Take the line that contains "Indicate the red" as the first line and the last line of the material below as the final one; reproduce exactly the lines between, inclusive.

Raw records:

· · · · ·

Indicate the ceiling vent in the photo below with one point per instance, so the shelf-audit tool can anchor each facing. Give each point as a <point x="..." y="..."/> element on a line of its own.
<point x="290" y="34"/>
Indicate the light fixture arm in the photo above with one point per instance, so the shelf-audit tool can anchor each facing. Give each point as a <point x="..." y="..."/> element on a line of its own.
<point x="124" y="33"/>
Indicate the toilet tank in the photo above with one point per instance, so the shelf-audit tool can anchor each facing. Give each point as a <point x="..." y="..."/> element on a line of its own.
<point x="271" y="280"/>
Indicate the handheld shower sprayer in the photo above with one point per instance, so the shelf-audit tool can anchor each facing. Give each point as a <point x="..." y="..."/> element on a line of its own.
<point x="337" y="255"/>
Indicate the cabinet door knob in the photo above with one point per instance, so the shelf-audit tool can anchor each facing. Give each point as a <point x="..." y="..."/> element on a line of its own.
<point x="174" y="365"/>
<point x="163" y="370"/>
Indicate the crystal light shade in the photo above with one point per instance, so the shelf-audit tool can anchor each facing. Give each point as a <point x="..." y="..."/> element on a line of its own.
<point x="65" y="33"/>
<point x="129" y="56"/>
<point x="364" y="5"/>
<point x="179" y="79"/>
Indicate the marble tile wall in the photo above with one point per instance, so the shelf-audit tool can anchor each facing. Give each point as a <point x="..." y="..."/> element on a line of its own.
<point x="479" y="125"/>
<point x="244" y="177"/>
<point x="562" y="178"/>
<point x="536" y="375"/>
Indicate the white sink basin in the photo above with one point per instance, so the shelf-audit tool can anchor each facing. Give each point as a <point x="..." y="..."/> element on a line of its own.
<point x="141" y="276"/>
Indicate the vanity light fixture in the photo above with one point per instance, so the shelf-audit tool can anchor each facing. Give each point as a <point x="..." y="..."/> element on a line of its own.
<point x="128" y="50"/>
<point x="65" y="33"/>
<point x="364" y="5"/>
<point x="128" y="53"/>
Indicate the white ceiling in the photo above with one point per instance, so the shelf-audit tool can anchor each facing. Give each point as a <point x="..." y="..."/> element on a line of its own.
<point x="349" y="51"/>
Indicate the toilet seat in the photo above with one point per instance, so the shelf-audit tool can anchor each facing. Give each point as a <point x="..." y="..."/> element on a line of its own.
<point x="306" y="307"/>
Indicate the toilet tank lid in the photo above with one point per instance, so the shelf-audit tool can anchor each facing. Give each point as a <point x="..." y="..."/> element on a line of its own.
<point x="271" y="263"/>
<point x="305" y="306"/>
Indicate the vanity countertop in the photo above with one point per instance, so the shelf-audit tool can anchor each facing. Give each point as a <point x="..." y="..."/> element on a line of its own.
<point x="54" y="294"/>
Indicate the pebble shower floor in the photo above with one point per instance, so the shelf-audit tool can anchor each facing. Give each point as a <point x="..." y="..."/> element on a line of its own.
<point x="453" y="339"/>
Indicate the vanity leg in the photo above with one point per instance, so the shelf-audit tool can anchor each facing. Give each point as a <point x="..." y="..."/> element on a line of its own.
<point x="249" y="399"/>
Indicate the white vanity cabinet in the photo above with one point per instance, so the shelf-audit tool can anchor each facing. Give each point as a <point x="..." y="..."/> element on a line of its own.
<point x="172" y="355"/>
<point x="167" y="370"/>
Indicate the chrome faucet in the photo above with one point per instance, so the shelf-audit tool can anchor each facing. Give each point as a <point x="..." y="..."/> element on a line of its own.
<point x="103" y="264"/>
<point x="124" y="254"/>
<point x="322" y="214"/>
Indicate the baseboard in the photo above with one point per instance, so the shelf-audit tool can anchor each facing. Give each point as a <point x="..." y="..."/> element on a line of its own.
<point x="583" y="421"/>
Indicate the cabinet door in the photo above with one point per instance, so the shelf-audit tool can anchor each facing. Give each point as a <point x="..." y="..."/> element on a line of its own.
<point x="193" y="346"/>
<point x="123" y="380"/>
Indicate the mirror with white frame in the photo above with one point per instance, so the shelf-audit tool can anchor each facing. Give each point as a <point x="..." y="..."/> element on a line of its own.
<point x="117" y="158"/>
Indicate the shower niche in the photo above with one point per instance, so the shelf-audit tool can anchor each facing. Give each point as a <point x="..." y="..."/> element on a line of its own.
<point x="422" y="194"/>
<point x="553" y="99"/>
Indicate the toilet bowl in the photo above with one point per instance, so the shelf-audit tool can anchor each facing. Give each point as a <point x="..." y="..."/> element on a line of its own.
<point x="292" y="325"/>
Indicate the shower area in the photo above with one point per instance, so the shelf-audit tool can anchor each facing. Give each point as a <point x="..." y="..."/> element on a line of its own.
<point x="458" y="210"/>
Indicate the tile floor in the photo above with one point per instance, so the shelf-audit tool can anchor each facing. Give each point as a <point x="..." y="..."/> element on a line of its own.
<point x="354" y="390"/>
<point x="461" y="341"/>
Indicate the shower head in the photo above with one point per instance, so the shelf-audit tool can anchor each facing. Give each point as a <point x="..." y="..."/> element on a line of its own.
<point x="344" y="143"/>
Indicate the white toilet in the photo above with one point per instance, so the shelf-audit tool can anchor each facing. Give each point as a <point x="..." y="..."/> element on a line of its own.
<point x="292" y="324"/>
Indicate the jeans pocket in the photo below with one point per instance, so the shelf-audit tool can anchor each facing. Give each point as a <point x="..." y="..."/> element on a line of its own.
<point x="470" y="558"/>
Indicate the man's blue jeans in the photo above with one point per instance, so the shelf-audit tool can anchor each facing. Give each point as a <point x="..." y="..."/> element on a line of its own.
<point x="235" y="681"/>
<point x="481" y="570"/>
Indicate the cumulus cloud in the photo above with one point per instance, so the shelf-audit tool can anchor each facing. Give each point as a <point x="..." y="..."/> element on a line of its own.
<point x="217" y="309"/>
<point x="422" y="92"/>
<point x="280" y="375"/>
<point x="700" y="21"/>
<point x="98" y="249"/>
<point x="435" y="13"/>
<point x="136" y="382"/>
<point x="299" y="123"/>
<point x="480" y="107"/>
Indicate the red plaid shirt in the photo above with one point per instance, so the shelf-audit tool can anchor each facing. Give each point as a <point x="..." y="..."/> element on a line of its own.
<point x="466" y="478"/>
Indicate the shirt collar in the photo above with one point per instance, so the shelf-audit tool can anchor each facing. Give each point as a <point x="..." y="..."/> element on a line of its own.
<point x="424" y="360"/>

· · · · ·

■ Response to this task
Indicate the red plaid shirt in the photo above with one point per instance, so the shelf-audit tool can anchor each facing. Give each point as a <point x="..." y="..."/> element on a line of its own.
<point x="466" y="478"/>
Indicate the shirt collar in the photo above with one point per instance, so the shelf-audit tool can anchor each facing. Give each point as a <point x="..." y="..."/> element on a line of its own.
<point x="424" y="360"/>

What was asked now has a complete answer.